[Records provided]
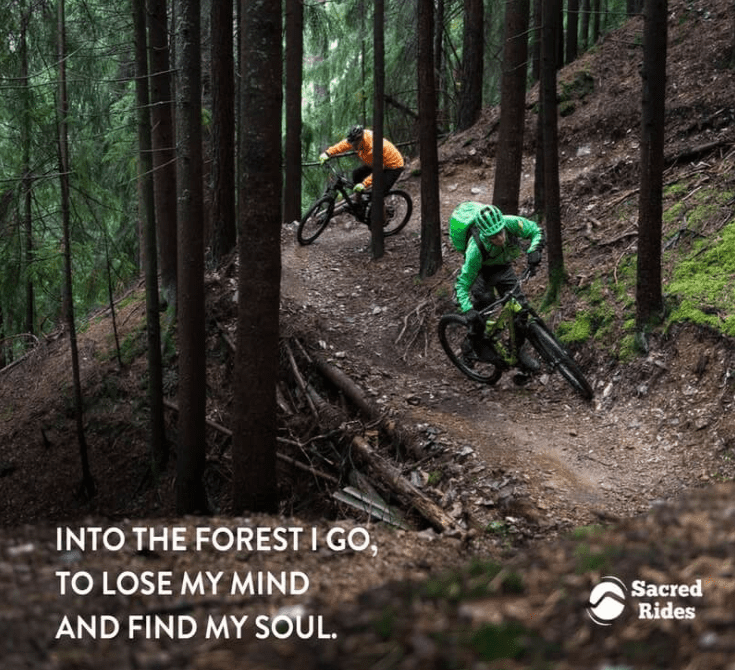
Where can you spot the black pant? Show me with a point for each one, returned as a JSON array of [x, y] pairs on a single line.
[[390, 176], [493, 279]]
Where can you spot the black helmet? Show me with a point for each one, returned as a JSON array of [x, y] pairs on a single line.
[[354, 134]]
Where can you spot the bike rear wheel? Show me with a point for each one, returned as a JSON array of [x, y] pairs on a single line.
[[315, 220], [557, 358], [397, 208], [454, 338]]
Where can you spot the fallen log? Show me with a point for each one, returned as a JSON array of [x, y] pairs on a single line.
[[367, 409], [409, 495]]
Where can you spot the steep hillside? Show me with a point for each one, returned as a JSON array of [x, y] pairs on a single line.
[[549, 493]]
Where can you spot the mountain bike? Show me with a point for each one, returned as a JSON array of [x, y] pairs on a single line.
[[397, 205], [485, 356]]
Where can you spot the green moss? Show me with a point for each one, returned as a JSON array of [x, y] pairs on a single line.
[[500, 641], [701, 286]]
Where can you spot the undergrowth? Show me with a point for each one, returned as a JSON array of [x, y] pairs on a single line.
[[698, 270]]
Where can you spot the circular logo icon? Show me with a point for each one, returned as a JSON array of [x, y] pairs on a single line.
[[607, 601]]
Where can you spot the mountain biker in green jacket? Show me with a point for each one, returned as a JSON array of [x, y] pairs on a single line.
[[488, 269]]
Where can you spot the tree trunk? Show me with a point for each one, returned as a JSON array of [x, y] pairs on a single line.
[[649, 300], [509, 156], [27, 183], [470, 103], [157, 439], [431, 252], [190, 458], [223, 216], [572, 42], [259, 242], [376, 224], [551, 141], [87, 485], [294, 76], [164, 153]]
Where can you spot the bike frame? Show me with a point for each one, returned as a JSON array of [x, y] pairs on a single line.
[[339, 184], [510, 309]]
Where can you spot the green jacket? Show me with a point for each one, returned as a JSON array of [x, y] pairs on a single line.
[[515, 227]]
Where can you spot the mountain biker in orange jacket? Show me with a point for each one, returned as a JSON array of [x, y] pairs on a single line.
[[360, 140], [487, 268]]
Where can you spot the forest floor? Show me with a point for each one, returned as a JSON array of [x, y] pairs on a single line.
[[550, 493]]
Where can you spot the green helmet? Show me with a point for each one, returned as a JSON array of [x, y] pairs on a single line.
[[489, 221]]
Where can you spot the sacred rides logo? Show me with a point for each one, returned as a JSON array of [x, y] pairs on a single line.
[[648, 600]]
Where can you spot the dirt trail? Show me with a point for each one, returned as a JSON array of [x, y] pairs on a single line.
[[568, 462]]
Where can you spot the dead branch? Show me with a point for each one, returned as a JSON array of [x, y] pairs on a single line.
[[367, 409], [286, 459], [406, 492], [300, 379]]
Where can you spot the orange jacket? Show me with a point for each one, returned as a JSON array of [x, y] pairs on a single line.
[[392, 158]]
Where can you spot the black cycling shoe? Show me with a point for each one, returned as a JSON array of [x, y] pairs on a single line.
[[527, 362]]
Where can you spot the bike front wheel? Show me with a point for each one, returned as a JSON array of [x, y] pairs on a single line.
[[454, 338], [557, 358], [315, 220], [397, 210]]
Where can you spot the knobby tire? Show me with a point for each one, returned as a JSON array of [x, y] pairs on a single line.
[[557, 358], [315, 220], [453, 337], [399, 207]]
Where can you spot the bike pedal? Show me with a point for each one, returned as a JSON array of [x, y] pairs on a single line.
[[521, 379]]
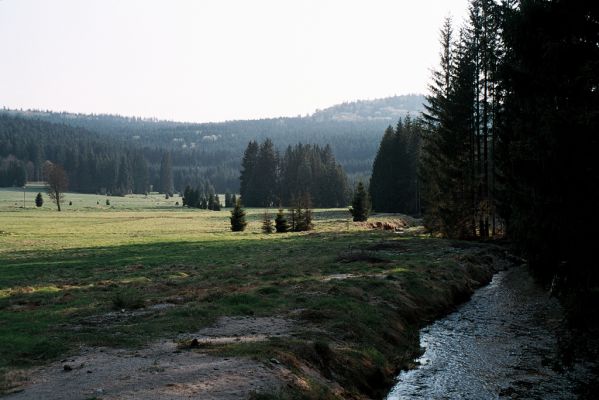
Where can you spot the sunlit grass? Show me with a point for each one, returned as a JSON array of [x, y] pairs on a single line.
[[58, 270]]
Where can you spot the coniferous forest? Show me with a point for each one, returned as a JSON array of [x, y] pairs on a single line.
[[200, 153], [346, 233], [268, 179], [511, 127]]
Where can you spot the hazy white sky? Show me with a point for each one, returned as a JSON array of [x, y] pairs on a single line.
[[215, 60]]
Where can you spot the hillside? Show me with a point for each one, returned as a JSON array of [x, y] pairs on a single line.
[[214, 150]]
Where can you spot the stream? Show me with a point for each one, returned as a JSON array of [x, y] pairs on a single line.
[[502, 344]]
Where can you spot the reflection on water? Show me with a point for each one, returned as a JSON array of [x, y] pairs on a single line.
[[501, 344]]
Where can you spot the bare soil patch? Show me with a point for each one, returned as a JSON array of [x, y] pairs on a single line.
[[162, 370]]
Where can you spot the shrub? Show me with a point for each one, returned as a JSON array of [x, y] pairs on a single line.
[[238, 222], [281, 224], [39, 200], [267, 226]]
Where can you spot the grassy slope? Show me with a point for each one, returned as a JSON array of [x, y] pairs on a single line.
[[58, 269]]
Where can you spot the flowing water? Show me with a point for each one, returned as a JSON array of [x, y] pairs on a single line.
[[502, 344]]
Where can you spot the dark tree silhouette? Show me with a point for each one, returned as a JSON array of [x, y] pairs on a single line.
[[360, 205], [238, 222], [56, 183], [39, 200]]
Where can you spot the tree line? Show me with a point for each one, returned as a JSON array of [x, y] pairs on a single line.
[[92, 163], [507, 144], [212, 151], [268, 179]]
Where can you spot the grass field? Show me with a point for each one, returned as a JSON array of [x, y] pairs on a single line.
[[57, 270]]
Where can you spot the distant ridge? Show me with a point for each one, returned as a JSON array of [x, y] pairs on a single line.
[[387, 109], [383, 109]]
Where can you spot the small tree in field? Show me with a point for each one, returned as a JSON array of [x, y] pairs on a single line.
[[39, 200], [57, 183], [267, 226], [238, 222], [281, 224], [360, 204]]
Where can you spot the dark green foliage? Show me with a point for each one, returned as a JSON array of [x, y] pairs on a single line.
[[312, 170], [125, 179], [301, 214], [229, 200], [548, 140], [457, 165], [267, 226], [201, 197], [394, 182], [209, 151], [266, 178], [238, 222], [166, 174], [12, 172], [360, 205], [39, 200], [57, 183], [281, 224], [247, 176]]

[Aim of the exercise]
Could you reproduce the listing above word for word while leaving out its pictures?

[Response]
Where can you spot the black pant? Show me with a point for each one, returned as a JSON array of [x, y] pairs on a single line.
[[390, 176], [493, 279]]
Where can you spot the black helmet? Show me with a point for each one, returned as a JSON array of [x, y] pairs on a single line.
[[354, 134]]
Where can you spot the bike rear wheel? Show me with a point for each one, returned as a JSON array of [x, y] pairs on a single line.
[[315, 220], [557, 358], [397, 208], [454, 338]]
Where can you spot the fallen log? Show me with a point for each one, returned as a JSON array of [x, y] pairs on a single line.
[[367, 409], [409, 495]]
Where can you spot the steep hillside? Show me with a point for each one, returned as a JSON array of [x, y] pairs on a single line.
[[549, 493]]
Where can you spot the mountain bike? Show me with a point for each one, returned as a JSON array of [x, y] pairs on a single line.
[[397, 205], [485, 356]]
Where can you spot the green moss? Show me with a point for each one, returned as a JSON array of [x, y] pairs on a single line.
[[500, 641], [701, 286]]
Where can you spot the undergrowth? Show me with a point for each one, returned as a JSON array of [x, y] pairs on a single line.
[[698, 270]]
Where can you spot the circular logo icon? Show me with a point for each one, returned as a JSON array of [x, y] pairs on a single line.
[[607, 601]]
Where can you spot the mountain biker in green jacket? Show me with a point for each one, returned as a JSON array of [x, y] pairs on a single line.
[[488, 269]]
Where can you spot the tree trunk? Show me with a point for each one, returned as a JSON array of [x, y] pairs on a single line.
[[649, 300], [509, 156], [27, 183], [470, 103], [157, 439], [431, 252], [190, 458], [223, 216], [572, 42], [259, 242], [376, 224], [551, 141], [87, 485], [294, 76], [164, 153]]
Where can you spot the bike frame? Show me with a point for each one, returned as a JSON array of [x, y] pairs on a single line.
[[339, 184], [510, 309]]
Where can you spot the green jacket? Show me with a point for each one, returned as a JSON array of [x, y] pairs on a single line.
[[515, 227]]
Where can you spot the mountain biker in orange jacket? Show me with a point for each one, returned as a JSON array of [x, y] pairs on a single line.
[[360, 140], [487, 268]]
Where can you spot the forest floor? Show me with a point for each one, returned as a JSON array of [x, y] pairs on a single line.
[[550, 493]]
Where can you spot the green helmet? Show me with a point for each one, returned as a JSON array of [x, y] pairs on a single line.
[[489, 221]]
Where can you spot the sacred rides logo? Show me with a point for each one, returned as a JSON array of [x, y] pairs on a single line.
[[648, 600]]
Where can you spot the dirt trail? Show me with a point for each one, returned as a JSON array of [x, y] pairs on a single line.
[[568, 462]]
Where can you spot the dead branch? Show me with a point for each one, returned as a JSON array of [x, y] pairs on a single line.
[[367, 409], [286, 459], [406, 492], [300, 379]]
Where can you spot the orange jacket? Show me with a point for each one, returned as a JSON array of [x, y] pairs on a single line.
[[392, 158]]
Where can you spot the black cycling shoe? Show me with a point for each one, returned as a JSON array of [x, y] pairs on a single line.
[[527, 362]]
Where can you spot the bike front wheel? Show me with a point for each one, returned as a JSON array of [x, y] pairs on a single line.
[[454, 338], [557, 358], [315, 220], [397, 210]]
Where can you spot the knobby tire? Show me with a point for each one, returned as a JSON array of [x, y] pairs on a single line.
[[557, 358], [315, 220], [453, 337], [399, 207]]
Where can you spot the bike pedal? Show me with a point for each one, returned as a JSON array of [x, y] pairs on a single line.
[[521, 379]]
Where can you spot the sunlit grass? Show me with a point for each one, returned as a JSON array of [x, y] pairs on a single line.
[[58, 270]]
Where can you spot the coniferous forest? Show me with a point for each one, returned as a JSON array of [x, y] pairs on a single line.
[[200, 153], [346, 233], [268, 179], [511, 127]]
Where can you spot the hazy white sky? Show me with a point for each one, returned as a JSON array of [x, y] pairs on a single line.
[[215, 60]]
Where can you spot the hillside? Show me with a point for each one, returned as a JSON array of [x, y] pairs on a single line.
[[214, 150]]
Where can you spot the stream? Show me with a point for each one, returned as a JSON array of [x, y] pairs on a single line.
[[502, 344]]
Where can you spot the reflection on water? Show me with a point for each one, returned as a JSON array of [x, y] pairs on a single line.
[[501, 344]]
Where can you spot the bare soil patch? Show me with a point for each one, returned as a JSON array of [x, y] pairs on a single line.
[[162, 370]]
Where can you spot the shrub? Show me with a point for each one, returned as a JSON array of [x, y] pairs on a single line.
[[238, 222], [281, 224], [39, 200], [267, 226]]
Where can you spot the grassy slope? Show me with a point for each one, returned as a JSON array of [x, y] pairs on a single line.
[[58, 269]]
Where can you spot the flowing water? Show me with a point for each one, returned as a JSON array of [x, y] pairs on a single line.
[[502, 344]]
Where can you spot the dark tree silhouette? Show me with a point for each one, returned as a JSON array of [x, y] pairs on a single line.
[[360, 205], [238, 222], [56, 183], [39, 200]]
Where can you spot the tree line? Show me with a point for each one, returned as a JSON array of [x, y] pairs on a single line.
[[92, 163], [507, 144], [212, 151], [268, 179]]
Where can you spot the grass field? Show me with a point for each one, returned as a JSON array of [x, y] pairs on a single line.
[[57, 270]]
Where can you spot the distant ridge? Show me with a point for each one, returned as a JSON array of [x, y] pairs on a single line.
[[387, 109], [383, 109]]
Where can you spot the small tree in field? Show me with a point for each one, returned as a JSON array of [x, y] pairs on a single line.
[[39, 200], [57, 183], [267, 226], [238, 222], [281, 224], [360, 204]]
Where can you spot the dark green foliage? Show me with a point for each one, returned as a JSON array of [x, y] pairs on a single line.
[[312, 170], [125, 179], [301, 214], [229, 200], [548, 140], [457, 165], [267, 226], [201, 197], [394, 182], [209, 151], [266, 178], [238, 222], [166, 174], [12, 172], [360, 205], [39, 200], [57, 183], [281, 224], [247, 176]]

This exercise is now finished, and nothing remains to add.